- _How to complete this task_
Quote the bug report on the FindIt revert that broke the build, everything from "1) You mentioned" down to "the analysis finding?", copied word for word.

- _Provided passage_
New issue
Advanced search Search tips
Note: Color blocks (like or ) mean that a user may not be available. Tooltip shows the reason.

Issue 844264 link

Starred by 2 users

Issue metadata

Status: Duplicate
Merged: issue 852588
Owner:
Closed: Jun 2018
Cc:
Components:
EstimatedDays: ----
NextAction: ----
OS: ----
Pri: 1
Type: Bug



Sign in to add a comment

FindIt reverted a CL and broke the build due to a depending CL landed first

Project Member Reported by thestig@chromium.org, May 18 2018

Issue description

1) r559371 landed on 2018/05/16 17:49 PDT.
2) r559751, which depends on (1), landed 2018/05/17 17:24.
3) FindIt reverted (1) at 2018/05/17 17:47 as r559755.

Now the tree is broken.
 

Comment 1 by st...@chromium.org, May 18 2018

Cc: m...@chromium.org
Labels: -Pri-3 Pri-1
Status: Available (was: Untriaged)
@thestig: many thanks for the bug and fixing the breakage!

A bad timing. The original CL was landed within a 24-hour time window upon when it is identified as the culprit. (Just a 2-minute gap).

Maybe we'd better make it more strict, like a 16-hour time window.
There seems no safe solution here -- even we let the revert go through CQ, there is till a chance of race (e.g. r559751 lands after the revert is in CQ but before the revert lands).
Chan: could you follow up on the auto-revert? Or should Jeff follow up?


@miu: would you mind confirming whether Findit's revert is a false positive?
1) You mentioned that there are other tests failing. What are they?
2) For the output "Xlib:  extension "RANDR" missing on display ":99".", is it a warning or an error? Is "RANDR" required to run the newly added test in r559371? If so, why some iterations passed without the error while the other timed out? You may check all the test runs in this analysis https://findit-for-me.appspot.com/waterfall/flake?key=ag9zfmZpbmRpdC1mb3ItbWVyxQELEhdNYXN0ZXJGbGFrZUFuYWx5c2lzUm9vdCKOAWNocm9taXVtLmxpbnV4L0xpbnV4IFRlc3RzLzY5OTY2L2NvbnRlbnRfYnJvd3NlcnRlc3RzL1FYVnlZVmRwYm1SdmQxWnBaR1Z2UTJGd2RIVnlaVVJsZG1salpVSnliM2R6WlhKVVpYTjBVQzVEWVhCMGRYSmxjME52Ym5SbGJuUkRhR0Z1WjJWekx6ST0MCxITTWFzdGVyRmxha2VBbmFseXNpcxgBDA

Jeff: could you follow up on the analysis finding?

- _Source information_
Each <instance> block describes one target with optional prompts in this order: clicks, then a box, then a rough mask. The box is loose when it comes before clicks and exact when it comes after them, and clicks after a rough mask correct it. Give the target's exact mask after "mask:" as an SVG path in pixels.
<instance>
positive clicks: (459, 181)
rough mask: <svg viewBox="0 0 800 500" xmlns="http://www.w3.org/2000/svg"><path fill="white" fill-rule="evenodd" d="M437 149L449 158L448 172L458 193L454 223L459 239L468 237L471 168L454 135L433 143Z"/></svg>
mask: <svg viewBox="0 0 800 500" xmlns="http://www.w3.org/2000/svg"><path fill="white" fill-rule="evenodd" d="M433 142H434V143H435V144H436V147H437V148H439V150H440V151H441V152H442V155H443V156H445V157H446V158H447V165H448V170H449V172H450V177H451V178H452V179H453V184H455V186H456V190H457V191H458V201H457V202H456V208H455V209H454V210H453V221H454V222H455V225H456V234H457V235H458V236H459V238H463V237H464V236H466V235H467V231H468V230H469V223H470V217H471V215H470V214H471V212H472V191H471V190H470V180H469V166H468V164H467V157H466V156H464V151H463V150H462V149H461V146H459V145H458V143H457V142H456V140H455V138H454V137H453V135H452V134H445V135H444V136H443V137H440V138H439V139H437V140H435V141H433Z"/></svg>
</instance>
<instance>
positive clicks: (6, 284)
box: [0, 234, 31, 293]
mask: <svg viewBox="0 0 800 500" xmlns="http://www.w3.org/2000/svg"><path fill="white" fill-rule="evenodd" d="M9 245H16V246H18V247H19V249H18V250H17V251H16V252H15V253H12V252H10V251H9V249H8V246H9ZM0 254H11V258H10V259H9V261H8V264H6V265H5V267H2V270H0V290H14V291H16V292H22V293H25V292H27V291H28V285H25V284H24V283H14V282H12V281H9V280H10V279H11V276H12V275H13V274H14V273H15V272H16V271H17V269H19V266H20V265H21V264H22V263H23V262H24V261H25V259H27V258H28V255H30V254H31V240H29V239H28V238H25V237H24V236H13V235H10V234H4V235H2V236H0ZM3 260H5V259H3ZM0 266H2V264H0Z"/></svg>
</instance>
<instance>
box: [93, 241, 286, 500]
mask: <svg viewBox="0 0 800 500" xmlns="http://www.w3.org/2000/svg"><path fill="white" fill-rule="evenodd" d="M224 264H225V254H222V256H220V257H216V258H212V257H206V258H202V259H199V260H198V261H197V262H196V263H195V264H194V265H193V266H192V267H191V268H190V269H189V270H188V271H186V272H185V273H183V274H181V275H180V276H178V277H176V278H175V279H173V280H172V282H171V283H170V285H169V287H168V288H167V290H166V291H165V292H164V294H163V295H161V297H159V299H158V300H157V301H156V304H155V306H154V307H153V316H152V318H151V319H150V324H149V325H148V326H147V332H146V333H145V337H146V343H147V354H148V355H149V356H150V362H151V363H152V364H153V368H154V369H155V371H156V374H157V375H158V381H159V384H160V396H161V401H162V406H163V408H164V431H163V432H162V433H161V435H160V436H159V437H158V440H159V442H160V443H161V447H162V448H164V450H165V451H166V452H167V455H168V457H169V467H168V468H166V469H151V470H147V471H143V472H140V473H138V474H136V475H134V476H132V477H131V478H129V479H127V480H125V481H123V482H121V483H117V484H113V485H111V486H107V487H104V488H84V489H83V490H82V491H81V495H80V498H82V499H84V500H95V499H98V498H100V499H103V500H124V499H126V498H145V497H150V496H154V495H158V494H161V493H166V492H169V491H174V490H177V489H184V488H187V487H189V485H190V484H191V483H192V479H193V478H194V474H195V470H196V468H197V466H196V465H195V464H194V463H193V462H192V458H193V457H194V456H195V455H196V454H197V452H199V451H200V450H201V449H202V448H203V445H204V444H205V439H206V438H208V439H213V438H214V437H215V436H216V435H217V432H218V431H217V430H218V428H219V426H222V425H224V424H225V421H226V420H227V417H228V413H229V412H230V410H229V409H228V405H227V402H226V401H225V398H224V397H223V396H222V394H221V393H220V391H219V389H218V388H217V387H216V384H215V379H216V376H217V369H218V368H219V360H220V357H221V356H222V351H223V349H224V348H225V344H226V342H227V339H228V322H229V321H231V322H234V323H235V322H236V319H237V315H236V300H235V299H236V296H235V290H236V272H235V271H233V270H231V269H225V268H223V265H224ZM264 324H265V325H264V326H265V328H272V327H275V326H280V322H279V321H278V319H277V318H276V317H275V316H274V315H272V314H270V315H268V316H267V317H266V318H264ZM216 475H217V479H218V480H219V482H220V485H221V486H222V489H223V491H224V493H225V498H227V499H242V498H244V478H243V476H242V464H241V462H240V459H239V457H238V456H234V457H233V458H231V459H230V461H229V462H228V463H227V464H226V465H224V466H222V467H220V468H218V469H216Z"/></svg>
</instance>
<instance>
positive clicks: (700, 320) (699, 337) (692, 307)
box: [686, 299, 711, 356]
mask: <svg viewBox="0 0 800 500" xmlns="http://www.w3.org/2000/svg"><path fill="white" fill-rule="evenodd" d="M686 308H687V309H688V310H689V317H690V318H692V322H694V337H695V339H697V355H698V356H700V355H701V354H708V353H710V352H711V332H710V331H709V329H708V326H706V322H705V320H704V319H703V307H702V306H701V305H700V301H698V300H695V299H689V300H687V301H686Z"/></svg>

- _Exercise output_
1) You mentioned that there are other tests failing. What are they?
2) For the output "Xlib:  extension "RANDR" missing on display ":99".", is it a warning or an error? Is "RANDR" required to run the newly added test in r559371? If so, why some iterations passed without the error while the other timed out? You may check all the test runs in this analysis https://findit-for-me.appspot.com/waterfall/flake?key=ag9zfmZpbmRpdC1mb3ItbWVyxQELEhdNYXN0ZXJGbGFrZUFuYWx5c2lzUm9vdCKOAWNocm9taXVtLmxpbnV4L0xpbnV4IFRlc3RzLzY5OTY2L2NvbnRlbnRfYnJvd3NlcnRlc3RzL1FYVnlZVmRwYm1SdmQxWnBaR1Z2UTJGd2RIVnlaVVJsZG1salpVSnliM2R6WlhKVVpYTjBVQzVEWVhCMGRYSmxjME52Ym5SbGJuUkRhR0Z1WjJWekx6ST0MCxITTWFzdGVyRmxha2VBbmFseXNpcxgBDA

Jeff: could you follow up on the analysis finding?